ИСХОДНЫЙ ТЕКСТ:
● ● ● ● ● ● ●

Литературная страница
«Последний из великих еврейских поэтов ХХ века»
Наш давний автор Эрнст Левин прислал нам сообщение о смерти 20 января этого года на 97-м году жизни еврейского поэта Аврома Суцкевера. К сообщению он приложил собственный вольный перевод с идиша стихотворения Суцкевера «Телега башмаков» («А вогн ших» – так звучит название в русской транскрипции). Нам оно показалось очень интересным, и мы полезли в интернет, чтобы побольше узнать об авторе стихотворения.
В русском интернете об Авроме Суцкевере оказалось совсем не много материалов. Тем не менее, в Википедии он характеризуется, как «один из крупнейших поэтов на идише». А на одном из блогов «Живого журнала» о нем, за два года до его смерти, было сказано так: «Он – последний, еще живой, из великих еврейских поэтов ХХ века, писавших на идише. Перед ним – Галперн, Мани Лейб, Лейвик, Мангер, Зише Ландау, Квитко, Кулбак... За ним – никого. Во всяком случае – такого масштаба. А это масштаб Одена, Йейтса, Лорки, Рильке. Умрет Суцкевер, умрет и эта поэзия».
Предлагаем вниманию наших читателей, помимо краткой биографии Аврома Суцкевера, его интервью израильскому журналу «Топлпункт» (в сокращении), где он рассказывает о своей долгой, насыщенной драматическими событиями 20 века жизни, история которой сама по себе могла бы стать основой для романа. Также печатаем стихотворение «Телега башмаков», послужившее толчком к этой публикации.
Авром Суцкевер родился в 1913 г. в Сморгони Виленской губернии. Его предки – раввины и ученые. После начала Первой мировой войны семья бежала в Омск. Там в 1920 г. умер отец Суцкевера, и мать с детьми переехала в Вильно. Суцкевер учился в хедере, еврейско-польской гимназии, был вольнослушателем Виленского университета.
В 1927 г. начал писать стихи, сперва на иврите, позже на идише. В 1929 г. примкнул к литературной группе «Юнг Вилнэ» («Молодая Вильна»). Стал сотрудником виленского ИВО (Идише висеншафтлехе организацие) – института, занимающегося изучением идиша, еврейского фольклора, истории и культуры евреев диаспоры. В 30-е годы публиковался в нью-йоркском модернистском журнале «Ин зих» («В себе»). В 1937 г. в Варшаве вышла первая книга Суцкевера – «Лидэр» («Стихотворения»).
В 1941 г. с женой и матерью скрывался от нацистов, был арестован и отправлен в Виленское гетто. Вместе с коллегами по ИВО спасал от уничтожения ценные рукописи и книги из собрания института. Стал членом боевой организации гетто. В гетто погиб новорожденный сын Суцкевера, мать Суцкевера была расстреляна в Понарах.
В сентябре 1943 г. накануне ликвидации гетто Суцкевер и его жена Фрейдке в составе отряда участников сопротивления бежали в Нарочанские леса. По ходатайству Ильи Эренбурга в марте 1944 г. они были перевезены на военном самолете с партизанской базы в Москву. В Москве Суцкевер участвовал в работе Антифашистского еврейского комитета, познакомился с Борисом Пастернаком.

● ● ● ● ● ● ●

СПИСОК ДАННЫХ:

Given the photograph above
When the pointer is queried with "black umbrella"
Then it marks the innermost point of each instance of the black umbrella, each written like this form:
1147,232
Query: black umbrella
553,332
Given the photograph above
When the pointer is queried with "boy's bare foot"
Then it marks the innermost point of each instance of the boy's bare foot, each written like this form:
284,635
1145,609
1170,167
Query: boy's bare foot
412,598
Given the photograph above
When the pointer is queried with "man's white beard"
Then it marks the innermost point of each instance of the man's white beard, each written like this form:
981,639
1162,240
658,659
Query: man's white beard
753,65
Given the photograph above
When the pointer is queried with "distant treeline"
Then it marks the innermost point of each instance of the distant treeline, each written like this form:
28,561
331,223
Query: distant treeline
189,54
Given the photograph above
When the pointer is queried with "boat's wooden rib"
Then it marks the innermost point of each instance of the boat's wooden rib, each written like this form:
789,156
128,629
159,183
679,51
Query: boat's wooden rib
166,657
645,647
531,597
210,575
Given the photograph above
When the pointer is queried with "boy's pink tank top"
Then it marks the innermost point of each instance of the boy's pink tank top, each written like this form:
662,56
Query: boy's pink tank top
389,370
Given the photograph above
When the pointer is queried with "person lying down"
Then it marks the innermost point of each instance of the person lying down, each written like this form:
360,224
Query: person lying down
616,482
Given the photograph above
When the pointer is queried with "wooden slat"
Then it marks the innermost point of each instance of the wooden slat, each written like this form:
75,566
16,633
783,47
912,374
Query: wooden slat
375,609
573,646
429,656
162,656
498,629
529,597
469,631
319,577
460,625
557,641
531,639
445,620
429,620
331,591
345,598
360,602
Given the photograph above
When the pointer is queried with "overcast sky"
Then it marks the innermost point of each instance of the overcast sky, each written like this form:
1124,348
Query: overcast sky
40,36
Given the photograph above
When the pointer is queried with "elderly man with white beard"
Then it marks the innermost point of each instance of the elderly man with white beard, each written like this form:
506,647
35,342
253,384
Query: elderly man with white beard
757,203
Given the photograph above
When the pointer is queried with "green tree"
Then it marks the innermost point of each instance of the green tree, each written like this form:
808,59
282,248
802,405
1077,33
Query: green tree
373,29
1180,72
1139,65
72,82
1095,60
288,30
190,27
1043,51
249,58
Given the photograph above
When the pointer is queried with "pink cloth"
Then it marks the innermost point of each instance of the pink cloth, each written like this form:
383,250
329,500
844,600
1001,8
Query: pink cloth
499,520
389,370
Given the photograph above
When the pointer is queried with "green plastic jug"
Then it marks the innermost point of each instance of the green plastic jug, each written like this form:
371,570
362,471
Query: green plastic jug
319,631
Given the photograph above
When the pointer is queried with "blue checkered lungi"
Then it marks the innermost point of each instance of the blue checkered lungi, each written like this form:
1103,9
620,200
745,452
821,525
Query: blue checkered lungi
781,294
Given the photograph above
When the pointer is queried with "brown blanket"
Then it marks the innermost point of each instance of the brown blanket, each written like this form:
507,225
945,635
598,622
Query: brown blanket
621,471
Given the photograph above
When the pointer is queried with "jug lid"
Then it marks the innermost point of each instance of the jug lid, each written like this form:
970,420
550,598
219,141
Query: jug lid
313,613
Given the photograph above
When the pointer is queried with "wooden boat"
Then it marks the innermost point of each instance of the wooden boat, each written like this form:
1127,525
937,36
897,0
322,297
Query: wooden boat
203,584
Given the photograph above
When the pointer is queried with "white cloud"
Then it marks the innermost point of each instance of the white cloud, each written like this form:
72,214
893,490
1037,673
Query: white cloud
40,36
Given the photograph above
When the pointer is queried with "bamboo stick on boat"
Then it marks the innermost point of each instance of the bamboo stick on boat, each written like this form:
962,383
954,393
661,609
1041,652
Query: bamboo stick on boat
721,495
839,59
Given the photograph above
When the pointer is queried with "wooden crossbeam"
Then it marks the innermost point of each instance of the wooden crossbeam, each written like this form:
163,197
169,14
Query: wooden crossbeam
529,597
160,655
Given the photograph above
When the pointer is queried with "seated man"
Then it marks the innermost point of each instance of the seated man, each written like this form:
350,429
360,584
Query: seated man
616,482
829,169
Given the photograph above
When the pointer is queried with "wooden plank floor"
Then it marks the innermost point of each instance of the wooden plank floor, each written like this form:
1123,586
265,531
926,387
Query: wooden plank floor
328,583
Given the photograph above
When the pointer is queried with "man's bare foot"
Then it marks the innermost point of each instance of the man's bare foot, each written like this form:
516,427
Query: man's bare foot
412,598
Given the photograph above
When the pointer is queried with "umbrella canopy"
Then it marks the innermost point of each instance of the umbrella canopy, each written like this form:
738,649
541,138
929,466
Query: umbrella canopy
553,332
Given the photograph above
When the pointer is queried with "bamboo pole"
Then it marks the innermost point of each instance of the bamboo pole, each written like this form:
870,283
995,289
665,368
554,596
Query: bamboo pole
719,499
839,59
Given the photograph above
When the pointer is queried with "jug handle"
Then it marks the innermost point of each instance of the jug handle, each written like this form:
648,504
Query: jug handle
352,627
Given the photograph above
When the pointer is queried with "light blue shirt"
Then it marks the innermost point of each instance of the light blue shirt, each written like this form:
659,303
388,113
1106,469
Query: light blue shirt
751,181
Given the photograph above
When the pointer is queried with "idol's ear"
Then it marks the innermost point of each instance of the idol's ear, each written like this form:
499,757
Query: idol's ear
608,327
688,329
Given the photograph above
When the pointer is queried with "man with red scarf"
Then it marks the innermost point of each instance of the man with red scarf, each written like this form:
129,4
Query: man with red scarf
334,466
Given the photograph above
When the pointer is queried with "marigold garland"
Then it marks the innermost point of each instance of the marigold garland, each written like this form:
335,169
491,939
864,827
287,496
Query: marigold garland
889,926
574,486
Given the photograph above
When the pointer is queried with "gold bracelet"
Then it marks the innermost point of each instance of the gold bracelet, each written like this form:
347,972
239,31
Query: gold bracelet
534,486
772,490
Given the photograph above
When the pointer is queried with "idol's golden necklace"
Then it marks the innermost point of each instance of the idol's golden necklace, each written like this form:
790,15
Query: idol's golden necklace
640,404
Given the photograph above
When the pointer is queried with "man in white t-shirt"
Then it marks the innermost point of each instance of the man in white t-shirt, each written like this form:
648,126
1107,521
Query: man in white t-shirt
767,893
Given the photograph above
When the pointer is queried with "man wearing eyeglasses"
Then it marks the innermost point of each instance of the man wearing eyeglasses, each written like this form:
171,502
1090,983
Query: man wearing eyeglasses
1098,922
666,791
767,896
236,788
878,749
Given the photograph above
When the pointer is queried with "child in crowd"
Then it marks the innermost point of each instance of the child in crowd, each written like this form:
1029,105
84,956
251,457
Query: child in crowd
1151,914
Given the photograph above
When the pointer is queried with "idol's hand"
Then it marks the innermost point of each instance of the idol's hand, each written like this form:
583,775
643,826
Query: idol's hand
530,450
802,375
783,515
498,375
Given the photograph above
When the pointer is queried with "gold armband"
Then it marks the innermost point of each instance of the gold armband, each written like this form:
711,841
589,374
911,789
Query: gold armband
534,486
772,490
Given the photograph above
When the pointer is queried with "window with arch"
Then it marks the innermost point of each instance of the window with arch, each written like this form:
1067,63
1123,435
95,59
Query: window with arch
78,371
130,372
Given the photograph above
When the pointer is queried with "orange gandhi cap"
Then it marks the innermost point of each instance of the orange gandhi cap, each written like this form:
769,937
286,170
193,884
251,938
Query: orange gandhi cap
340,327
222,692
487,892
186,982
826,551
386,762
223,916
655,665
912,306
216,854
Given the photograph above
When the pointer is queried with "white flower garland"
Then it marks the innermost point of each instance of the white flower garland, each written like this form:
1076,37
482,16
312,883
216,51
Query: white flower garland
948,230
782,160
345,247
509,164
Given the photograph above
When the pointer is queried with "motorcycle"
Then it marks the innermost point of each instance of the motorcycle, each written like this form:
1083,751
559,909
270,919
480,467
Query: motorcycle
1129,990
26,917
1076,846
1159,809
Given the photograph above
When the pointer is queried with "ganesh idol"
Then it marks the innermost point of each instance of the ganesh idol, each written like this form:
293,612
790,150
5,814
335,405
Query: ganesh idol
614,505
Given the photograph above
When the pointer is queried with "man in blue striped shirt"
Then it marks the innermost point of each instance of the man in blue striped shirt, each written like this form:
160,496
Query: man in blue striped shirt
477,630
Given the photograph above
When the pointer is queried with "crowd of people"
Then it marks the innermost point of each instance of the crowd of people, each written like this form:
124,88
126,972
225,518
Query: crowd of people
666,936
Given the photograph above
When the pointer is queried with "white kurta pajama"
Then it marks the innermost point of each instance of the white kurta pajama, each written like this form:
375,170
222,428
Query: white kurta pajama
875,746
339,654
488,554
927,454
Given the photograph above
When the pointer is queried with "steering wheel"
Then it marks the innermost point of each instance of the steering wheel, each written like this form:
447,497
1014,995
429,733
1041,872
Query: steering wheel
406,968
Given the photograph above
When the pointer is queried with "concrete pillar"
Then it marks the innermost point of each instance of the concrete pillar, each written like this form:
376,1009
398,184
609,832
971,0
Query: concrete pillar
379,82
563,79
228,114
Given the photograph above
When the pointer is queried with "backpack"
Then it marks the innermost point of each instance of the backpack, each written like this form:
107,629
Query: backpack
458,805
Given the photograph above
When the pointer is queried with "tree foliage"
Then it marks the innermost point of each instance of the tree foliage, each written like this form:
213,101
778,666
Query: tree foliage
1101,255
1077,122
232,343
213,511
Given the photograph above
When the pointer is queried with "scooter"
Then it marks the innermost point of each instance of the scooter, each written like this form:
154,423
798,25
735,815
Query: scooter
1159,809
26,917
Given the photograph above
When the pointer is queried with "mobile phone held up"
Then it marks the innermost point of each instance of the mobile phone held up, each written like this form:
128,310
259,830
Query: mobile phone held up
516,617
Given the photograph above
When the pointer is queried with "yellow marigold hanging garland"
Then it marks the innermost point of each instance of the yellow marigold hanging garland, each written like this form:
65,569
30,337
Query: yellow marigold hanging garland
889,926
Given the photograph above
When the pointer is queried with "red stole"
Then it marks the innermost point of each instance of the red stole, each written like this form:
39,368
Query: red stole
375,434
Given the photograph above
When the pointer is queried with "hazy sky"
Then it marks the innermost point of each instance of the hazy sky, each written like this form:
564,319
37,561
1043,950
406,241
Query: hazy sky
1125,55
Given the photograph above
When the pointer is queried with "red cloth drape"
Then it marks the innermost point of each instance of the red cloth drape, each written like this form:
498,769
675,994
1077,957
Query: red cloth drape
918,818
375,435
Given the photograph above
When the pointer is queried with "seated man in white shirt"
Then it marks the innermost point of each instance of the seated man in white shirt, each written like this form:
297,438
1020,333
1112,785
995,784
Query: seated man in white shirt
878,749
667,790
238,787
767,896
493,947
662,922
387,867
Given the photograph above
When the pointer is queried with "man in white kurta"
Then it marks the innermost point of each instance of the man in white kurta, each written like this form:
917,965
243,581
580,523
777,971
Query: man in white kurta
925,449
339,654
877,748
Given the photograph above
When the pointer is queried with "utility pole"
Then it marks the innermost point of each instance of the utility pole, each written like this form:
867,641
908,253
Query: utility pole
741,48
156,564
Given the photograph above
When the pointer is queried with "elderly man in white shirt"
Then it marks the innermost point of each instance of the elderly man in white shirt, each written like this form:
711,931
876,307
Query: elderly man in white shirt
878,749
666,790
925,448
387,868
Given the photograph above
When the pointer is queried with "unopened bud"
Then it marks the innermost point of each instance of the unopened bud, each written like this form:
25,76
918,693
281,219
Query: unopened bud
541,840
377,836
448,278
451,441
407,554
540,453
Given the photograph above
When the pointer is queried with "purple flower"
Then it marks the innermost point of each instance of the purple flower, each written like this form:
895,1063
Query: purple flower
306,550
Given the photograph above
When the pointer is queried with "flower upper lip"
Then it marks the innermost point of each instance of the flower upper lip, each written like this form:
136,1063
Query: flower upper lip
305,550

● ● ● ● ● ● ●

ЗАДАНИЯ:
1 – Перечислите всех поэтов, которых цитата из «Живого журнала» в тексте об Авроме Суцкевере называет стоящими «перед ним».
2 – Воспроизведите дословно фрагмент текста об Авроме Суцкевере, начиная со слов «Предлагаем вниманию наших» и заканчивая словами «к этой публикации.».
Отвечайте, опираясь только на текст.

ОТВЕТЫ ПО ЗАДАНИЯМ:
1 – Галперн, Мани Лейб, Лейвик, Мангер, Зише Ландау, Квитко, Кулбак.

2 –
Предлагаем вниманию наших читателей, помимо краткой биографии Аврома Суцкевера, его интервью израильскому журналу «Топлпункт» (в сокращении), где он рассказывает о своей долгой, насыщенной драматическими событиями 20 века жизни, история которой сама по себе могла бы стать основой для романа. Также печатаем стихотворение «Телега башмаков», послужившее толчком к этой публикации.